What you need to do: Pick out the lines below with "book" and list them.

(Saved entries)
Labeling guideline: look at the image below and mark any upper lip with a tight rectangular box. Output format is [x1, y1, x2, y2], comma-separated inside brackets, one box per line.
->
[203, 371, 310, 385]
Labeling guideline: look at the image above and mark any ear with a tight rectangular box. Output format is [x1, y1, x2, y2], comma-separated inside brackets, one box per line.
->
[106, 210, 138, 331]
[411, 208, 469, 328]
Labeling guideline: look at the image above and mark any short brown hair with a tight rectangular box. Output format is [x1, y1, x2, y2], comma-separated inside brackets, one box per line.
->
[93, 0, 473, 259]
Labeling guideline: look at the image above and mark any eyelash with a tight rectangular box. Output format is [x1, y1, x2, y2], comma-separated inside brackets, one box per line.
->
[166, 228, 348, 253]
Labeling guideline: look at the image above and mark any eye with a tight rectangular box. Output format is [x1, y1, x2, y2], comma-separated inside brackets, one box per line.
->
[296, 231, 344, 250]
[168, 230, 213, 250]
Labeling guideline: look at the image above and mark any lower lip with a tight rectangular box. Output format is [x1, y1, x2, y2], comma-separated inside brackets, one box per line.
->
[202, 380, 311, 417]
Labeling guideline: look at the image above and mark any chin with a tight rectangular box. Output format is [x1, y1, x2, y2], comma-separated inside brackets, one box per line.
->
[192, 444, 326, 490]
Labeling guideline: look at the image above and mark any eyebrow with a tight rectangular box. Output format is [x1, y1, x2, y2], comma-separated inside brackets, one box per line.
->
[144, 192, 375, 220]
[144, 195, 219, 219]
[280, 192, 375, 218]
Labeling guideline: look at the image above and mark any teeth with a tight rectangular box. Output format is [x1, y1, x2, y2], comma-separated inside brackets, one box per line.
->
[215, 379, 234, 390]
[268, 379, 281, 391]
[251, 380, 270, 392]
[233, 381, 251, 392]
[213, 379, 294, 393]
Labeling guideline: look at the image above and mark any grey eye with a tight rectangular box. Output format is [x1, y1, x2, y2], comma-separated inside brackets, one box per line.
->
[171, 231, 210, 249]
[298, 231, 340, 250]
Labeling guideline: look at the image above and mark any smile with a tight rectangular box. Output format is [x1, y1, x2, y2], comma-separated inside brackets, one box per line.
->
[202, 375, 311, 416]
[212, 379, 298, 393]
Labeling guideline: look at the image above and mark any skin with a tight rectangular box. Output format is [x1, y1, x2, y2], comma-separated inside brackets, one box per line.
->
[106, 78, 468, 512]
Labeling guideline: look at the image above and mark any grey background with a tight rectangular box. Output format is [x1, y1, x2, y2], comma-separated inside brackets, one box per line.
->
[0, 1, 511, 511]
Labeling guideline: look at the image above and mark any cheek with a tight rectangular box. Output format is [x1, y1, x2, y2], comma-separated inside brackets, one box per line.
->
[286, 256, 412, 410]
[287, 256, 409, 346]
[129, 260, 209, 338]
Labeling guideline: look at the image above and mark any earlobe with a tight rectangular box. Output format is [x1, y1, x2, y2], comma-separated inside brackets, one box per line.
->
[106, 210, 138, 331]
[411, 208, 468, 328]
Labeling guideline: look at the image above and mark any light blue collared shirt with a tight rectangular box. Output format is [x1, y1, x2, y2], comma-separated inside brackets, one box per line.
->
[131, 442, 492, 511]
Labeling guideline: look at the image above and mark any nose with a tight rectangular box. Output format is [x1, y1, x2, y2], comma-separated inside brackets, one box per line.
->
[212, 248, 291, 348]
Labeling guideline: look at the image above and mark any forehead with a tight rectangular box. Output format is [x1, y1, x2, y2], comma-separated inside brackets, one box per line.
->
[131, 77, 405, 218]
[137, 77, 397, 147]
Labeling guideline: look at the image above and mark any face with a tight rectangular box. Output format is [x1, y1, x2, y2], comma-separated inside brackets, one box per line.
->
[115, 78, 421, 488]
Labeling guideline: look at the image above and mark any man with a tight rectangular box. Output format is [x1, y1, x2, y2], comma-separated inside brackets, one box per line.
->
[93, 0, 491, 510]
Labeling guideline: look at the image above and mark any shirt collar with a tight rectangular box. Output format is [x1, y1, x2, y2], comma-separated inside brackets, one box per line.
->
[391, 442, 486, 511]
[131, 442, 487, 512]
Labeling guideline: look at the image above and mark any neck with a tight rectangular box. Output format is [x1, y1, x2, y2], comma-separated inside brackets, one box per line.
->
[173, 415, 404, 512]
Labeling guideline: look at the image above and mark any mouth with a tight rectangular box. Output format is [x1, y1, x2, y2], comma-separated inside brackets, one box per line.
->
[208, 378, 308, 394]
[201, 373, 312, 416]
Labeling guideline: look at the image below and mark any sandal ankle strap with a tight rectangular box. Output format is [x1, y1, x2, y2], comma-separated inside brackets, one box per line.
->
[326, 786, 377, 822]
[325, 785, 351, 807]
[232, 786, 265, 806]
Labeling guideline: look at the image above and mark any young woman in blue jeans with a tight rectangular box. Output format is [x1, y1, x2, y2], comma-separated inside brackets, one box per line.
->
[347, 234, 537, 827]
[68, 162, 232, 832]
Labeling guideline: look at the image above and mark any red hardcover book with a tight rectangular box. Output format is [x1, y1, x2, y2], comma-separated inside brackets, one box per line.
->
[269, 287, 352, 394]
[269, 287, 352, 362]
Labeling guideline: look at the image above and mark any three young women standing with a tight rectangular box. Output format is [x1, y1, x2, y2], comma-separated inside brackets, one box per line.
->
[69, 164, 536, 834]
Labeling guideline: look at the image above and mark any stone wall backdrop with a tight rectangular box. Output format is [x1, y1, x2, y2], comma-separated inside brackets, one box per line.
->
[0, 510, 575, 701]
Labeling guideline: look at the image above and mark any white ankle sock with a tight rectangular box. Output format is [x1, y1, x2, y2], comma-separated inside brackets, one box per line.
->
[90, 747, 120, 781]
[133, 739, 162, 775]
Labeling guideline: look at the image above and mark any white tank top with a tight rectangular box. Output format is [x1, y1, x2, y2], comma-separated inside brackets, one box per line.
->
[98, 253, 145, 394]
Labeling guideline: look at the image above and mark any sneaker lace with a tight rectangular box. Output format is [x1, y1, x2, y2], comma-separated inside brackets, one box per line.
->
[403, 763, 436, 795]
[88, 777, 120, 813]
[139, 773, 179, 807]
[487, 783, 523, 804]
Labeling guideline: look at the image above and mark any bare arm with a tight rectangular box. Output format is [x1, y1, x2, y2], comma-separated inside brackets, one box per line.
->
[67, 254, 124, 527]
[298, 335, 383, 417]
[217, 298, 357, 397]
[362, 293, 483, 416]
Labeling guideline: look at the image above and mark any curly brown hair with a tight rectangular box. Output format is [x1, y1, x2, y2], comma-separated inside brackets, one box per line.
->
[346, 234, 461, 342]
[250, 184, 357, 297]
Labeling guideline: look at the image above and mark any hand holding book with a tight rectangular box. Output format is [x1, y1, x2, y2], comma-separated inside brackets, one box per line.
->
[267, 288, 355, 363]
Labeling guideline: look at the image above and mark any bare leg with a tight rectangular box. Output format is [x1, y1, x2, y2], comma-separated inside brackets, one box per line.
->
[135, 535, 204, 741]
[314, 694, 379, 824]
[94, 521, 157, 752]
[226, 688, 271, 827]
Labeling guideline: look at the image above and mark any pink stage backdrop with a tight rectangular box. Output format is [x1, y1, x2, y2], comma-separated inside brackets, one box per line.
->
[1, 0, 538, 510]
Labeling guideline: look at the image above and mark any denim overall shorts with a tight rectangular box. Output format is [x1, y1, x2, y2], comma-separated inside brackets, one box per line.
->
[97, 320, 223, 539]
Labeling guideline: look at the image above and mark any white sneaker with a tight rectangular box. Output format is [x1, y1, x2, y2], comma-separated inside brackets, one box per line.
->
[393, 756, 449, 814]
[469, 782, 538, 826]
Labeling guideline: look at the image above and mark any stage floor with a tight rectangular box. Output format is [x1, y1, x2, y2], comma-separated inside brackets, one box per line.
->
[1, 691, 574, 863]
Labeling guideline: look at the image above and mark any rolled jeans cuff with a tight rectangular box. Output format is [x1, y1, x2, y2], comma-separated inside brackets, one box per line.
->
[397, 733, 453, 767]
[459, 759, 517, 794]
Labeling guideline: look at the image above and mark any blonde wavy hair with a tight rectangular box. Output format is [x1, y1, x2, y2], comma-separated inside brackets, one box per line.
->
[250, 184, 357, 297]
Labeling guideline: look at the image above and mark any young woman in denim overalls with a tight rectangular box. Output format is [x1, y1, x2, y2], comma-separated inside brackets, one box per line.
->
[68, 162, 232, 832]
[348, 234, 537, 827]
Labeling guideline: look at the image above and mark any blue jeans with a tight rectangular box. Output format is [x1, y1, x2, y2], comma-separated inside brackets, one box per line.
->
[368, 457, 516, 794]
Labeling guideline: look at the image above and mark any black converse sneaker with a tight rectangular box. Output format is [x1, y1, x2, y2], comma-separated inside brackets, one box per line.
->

Task response:
Labeling guideline: look at the image above and mark any red hardcover book with a tight rectangular box. Output format is [x1, y1, x2, y2], comma-separated inside brackets, one box per line.
Labeling guideline: look at the image above and mark any hand holding book with a tight rectangular box. Output format is [x1, y1, x2, y2], comma-separated inside brackets, one box per line.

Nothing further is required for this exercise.